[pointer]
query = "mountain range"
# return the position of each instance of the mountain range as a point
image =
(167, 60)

_ _ _ _

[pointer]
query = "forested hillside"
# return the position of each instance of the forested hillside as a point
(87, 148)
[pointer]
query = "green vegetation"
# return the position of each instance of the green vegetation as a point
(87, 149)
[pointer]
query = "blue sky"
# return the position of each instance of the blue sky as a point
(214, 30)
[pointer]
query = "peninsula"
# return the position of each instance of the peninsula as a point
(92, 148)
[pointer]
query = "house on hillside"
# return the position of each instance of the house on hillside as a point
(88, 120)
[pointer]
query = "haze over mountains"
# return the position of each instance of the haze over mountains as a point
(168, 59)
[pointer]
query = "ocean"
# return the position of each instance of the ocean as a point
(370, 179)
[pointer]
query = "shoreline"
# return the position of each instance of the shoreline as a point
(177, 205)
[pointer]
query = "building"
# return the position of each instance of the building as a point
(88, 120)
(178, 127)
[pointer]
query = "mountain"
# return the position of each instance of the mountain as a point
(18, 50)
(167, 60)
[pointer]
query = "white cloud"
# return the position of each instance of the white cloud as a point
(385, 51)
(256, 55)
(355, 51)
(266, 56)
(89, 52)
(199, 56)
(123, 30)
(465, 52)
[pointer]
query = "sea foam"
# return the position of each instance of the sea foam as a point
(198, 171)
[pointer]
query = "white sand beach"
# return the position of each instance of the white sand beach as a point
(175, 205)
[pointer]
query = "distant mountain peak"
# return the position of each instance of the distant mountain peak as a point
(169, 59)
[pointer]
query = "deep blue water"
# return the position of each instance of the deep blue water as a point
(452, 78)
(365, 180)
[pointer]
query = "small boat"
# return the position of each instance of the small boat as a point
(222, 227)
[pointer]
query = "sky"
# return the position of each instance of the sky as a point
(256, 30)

_ _ _ _

WHAT IS EXPECTED: Which lines in the records above contain the string "peninsula", counting only matches with the same case? Copy each such line.

EXPECTED OUTPUT:
query = "peninsula"
# return the position of each instance of the peninsula as a point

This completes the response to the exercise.